Text extract =>
:::::
Vermont Beginnings
The year was 1887. Rockwood Smith Brown was born in a rural New England town as the second son of prominent lawyer-father Alfred Keith and his librarian-mother, Nellie. Rockwood’s first name was derived from a notable Massachusetts senator that his father knew. For several years, the family lived in a large house on Main Street and enjoyed the company of other relatives nearby. Sometimes the clan would escape to their summer cottage about an hour’s train ride north at Lake Brome in Canada.
As the years went by, the popular Brown family benefitted from an ever-widening group of social friends.
But one Saturday night in 1896, their ideal family life came to a sharp halt. Rockwood’s father was suddenly stricken with a heart attack.
He died that night. At only 37.
His wife, Ellen (Nellie) Brown, was also 37. Amasa was age thirteen. Rockwood age nine. Donald age six.
Nellie was four months pregnant.
The family was no doubt in shock. So was their small community in Vermont. “No death that has occurred in Richford in recent years has caused more sorrow,” printed The Richford Journal and Gazette.
Nellie sold their stylish house and moved her grieving family into an upstairs apartment of a small duplex. The $2000 received as his life insurance and a librarian’s salary could never sustain their previous lifestyle.
As they grew up, the boys, including the youngest arrival Robert, learned early to assume a supporting role as breadwinners for the fatherless household.
At age 15, Rockwood gained an appointment as a Page in the state legislature at Montpelier, Vermont. Then a weekly tourist newspaper in Bethlehem, New Hampshire, hired him to work during his summers. Wrapping up his early education, he spoke during high school graduation for his six-member class.
All the boys performed well academically and over time, Nellie Brown would help each one attend college. Two of them would become lawyers, another a successful businessman, and the fourth, a doctor.
Off to College
Young Rockwood had always revered his father and had intended to follow him into the profession of law. So he first visited and then accepted an invitation to attend the University of Vermont. In 1906, he was one of 110 new students at the University’s Burlington campus. Choosing a liberal-arts curriculum at the college prepared him well for law school to follow.
:::::
Provided material =>
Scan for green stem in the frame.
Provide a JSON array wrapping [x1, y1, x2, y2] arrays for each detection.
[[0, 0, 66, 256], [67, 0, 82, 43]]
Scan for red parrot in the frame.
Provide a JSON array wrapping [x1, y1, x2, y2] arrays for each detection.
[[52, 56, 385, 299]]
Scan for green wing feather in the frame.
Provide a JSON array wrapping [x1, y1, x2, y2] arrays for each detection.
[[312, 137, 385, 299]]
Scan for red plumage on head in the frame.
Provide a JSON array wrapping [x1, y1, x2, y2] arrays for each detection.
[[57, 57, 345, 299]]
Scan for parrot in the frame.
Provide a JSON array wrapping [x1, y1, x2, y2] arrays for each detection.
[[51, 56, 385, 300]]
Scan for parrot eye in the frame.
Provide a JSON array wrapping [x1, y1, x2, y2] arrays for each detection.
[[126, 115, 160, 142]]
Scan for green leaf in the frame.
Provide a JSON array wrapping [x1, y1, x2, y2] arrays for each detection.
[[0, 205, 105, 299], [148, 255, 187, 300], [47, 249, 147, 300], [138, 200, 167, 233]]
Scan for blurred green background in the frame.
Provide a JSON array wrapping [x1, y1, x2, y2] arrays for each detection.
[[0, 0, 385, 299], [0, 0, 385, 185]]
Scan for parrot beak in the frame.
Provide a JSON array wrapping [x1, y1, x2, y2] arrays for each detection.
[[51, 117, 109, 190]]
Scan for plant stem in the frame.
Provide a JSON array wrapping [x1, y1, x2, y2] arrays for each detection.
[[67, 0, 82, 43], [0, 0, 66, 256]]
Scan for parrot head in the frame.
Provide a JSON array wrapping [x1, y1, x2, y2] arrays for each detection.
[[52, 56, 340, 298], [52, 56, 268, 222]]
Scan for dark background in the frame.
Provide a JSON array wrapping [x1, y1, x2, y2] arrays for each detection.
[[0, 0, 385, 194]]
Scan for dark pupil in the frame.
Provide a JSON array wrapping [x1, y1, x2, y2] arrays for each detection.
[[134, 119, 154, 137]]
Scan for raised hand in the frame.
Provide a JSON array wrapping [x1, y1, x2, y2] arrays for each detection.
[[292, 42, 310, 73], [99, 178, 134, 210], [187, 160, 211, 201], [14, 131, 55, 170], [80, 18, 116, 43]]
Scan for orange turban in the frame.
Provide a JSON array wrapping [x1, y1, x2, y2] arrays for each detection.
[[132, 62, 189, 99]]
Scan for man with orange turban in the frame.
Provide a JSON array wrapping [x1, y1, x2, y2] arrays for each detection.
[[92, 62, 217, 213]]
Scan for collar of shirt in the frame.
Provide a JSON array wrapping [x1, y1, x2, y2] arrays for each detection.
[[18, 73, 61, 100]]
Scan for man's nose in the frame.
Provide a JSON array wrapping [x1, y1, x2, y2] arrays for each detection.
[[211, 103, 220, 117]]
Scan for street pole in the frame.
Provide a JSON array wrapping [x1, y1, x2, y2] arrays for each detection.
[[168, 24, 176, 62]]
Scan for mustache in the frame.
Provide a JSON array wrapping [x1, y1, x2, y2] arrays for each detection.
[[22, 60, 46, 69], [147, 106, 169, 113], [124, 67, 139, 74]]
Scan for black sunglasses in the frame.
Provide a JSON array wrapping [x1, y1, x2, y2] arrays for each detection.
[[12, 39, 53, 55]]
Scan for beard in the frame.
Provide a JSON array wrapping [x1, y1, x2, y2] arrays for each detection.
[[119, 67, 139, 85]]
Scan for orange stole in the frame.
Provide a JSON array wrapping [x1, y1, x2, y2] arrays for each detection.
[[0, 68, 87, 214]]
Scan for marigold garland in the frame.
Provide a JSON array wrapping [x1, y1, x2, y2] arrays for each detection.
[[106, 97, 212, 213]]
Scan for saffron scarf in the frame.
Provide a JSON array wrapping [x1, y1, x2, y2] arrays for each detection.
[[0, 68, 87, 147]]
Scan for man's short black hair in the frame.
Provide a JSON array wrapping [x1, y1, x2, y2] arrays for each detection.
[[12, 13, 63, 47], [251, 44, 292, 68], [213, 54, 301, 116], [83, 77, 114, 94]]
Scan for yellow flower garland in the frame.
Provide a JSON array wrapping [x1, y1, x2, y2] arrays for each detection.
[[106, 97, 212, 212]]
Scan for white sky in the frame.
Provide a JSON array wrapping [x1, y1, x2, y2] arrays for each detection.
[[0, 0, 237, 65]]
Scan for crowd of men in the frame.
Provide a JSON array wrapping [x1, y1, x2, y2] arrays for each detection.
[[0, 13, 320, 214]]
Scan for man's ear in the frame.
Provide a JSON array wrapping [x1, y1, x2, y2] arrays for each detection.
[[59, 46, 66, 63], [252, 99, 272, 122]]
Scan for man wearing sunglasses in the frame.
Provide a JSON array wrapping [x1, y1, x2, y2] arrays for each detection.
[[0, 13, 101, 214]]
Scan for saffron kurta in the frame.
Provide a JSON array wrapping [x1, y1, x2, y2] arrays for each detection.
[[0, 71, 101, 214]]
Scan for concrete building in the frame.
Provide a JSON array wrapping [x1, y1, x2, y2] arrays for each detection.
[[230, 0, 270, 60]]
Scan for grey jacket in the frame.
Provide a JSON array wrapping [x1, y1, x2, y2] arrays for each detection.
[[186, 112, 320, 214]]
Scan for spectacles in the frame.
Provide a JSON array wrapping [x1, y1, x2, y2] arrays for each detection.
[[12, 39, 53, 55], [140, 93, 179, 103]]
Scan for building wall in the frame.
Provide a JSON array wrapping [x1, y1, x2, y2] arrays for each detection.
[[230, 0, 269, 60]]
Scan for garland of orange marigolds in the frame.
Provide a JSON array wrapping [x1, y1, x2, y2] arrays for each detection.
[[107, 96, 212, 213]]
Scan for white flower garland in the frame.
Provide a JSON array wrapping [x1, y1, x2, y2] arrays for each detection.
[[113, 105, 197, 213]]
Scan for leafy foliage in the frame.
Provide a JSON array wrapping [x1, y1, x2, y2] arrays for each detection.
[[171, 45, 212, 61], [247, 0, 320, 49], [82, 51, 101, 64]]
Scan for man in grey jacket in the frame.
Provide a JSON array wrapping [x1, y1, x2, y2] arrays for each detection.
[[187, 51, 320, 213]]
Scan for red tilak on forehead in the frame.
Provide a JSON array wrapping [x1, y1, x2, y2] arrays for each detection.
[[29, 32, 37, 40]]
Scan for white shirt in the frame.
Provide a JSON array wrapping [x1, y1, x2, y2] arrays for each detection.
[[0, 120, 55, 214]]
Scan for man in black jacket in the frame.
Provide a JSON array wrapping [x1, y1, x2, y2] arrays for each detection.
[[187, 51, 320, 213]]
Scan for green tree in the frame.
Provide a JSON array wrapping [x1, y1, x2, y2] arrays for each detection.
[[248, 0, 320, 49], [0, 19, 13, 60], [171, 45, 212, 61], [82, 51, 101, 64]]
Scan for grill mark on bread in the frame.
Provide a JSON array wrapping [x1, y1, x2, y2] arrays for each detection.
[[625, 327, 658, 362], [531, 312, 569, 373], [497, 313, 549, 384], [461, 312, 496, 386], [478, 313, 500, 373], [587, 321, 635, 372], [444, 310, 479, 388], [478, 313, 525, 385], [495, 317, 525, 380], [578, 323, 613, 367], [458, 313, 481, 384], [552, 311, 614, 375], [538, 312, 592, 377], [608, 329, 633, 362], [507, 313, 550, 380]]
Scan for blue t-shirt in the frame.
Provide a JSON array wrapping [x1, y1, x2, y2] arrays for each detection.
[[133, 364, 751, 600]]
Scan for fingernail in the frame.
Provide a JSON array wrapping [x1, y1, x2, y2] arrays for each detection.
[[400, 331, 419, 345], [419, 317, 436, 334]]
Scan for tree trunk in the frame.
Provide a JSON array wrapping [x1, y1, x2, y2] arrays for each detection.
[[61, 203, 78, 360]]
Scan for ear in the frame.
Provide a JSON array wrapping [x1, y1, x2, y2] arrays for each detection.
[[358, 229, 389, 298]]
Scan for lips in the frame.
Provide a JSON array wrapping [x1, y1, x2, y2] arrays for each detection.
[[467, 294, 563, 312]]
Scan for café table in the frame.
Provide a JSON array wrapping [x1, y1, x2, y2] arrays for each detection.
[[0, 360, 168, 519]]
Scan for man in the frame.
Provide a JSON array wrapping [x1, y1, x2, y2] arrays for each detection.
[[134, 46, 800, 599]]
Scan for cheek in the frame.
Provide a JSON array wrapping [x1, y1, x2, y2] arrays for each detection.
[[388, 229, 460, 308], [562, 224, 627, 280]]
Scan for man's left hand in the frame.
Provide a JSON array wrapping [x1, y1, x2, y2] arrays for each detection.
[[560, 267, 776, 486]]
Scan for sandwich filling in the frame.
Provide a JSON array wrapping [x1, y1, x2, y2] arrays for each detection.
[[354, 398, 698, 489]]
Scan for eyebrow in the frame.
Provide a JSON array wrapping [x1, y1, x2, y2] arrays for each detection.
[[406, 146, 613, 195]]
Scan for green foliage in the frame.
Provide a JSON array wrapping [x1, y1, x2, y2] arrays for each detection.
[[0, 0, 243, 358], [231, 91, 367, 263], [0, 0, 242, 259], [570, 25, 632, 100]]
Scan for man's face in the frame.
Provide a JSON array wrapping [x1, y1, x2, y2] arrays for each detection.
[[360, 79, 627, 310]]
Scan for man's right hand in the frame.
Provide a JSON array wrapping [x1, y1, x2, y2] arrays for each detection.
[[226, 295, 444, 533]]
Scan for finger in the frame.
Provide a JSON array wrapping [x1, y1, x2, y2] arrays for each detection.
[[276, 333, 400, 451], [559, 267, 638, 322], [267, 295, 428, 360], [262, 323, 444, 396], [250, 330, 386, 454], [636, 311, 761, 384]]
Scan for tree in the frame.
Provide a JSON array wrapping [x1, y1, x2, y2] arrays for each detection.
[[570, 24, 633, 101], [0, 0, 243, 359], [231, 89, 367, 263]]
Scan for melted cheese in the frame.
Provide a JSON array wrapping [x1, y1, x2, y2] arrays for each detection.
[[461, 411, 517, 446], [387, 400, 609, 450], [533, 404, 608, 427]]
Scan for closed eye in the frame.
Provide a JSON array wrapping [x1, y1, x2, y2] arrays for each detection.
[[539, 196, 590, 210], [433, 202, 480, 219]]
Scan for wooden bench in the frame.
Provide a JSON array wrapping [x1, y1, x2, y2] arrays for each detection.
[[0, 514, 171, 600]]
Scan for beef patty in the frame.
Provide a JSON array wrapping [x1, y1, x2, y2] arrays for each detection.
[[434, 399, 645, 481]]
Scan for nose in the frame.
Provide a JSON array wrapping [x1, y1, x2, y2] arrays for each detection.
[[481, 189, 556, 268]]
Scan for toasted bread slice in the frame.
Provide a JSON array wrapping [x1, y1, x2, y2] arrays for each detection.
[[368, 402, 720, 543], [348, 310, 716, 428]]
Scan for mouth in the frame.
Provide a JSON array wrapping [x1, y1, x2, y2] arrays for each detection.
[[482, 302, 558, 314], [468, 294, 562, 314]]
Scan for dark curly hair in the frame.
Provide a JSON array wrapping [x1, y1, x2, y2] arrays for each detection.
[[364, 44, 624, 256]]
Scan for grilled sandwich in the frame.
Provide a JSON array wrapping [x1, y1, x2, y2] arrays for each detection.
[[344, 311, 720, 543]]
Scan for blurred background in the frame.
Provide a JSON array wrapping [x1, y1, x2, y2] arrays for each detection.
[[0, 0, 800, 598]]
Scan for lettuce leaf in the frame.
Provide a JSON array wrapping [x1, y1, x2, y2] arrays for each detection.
:::::
What you will do =>
1 - In the Brown family history, reproduce the section starting at "His wife, Ellen" and ending at "Journal and Gazette.", renaming "Nellie" to "Nell" throughout.
2 - How many new students entered the University of Vermont's Burlington campus in 1906, according to the Brown family history?
3 - Pick up the account of Rockwood Brown's early years after its final sentence and write what comes next.

Responses for each task =>
1 -
His wife, Ellen (Nell) Brown, was also 37. Amasa was age thirteen. Rockwood age nine. Donald age six.
Nell was four months pregnant.
The family was no doubt in shock. So was their small community in Vermont. “No death that has occurred in Richford in recent years has caused more sorrow,” printed The Richford Journal and Gazette.

2 - 110 new students, Rockwood among them.

3 -
NOTE: Some “modern conveniences” gradually made life easier. Local telephone service and indoor plumbing did not exist by the time Rockwood left for college. But radios, razors, vacuums, corn flakes, and motion pictures, all were invented during the first decade of the 1900s. Automobiles, electricity and light bulbs became gradually available in Richford starting in 1904. Rockwood probably first saw electric street lighting when he went off to college in 1906. But gas-lighting was still in wide use. As seen by the sign below, people had to be alerted to these new-fangled devices.
Each summer during his college years, Rockwood anticipated the active days he would spend as a steward on the steamer Vermont, a sister ship of the more famous Ticonderoga. Those “Lake Champlain Summers” were spent ferrying tourists between Vermont and New York. He loved his job and returned to it for several years.
But it was time to graduate from the University of Vermont and move on to law school. The University of Michigan had been his father’s choice, and it was also where Rockwood wanted to attend. The law school was highly regarded and his high grades propelled Rockwood’s acceptance.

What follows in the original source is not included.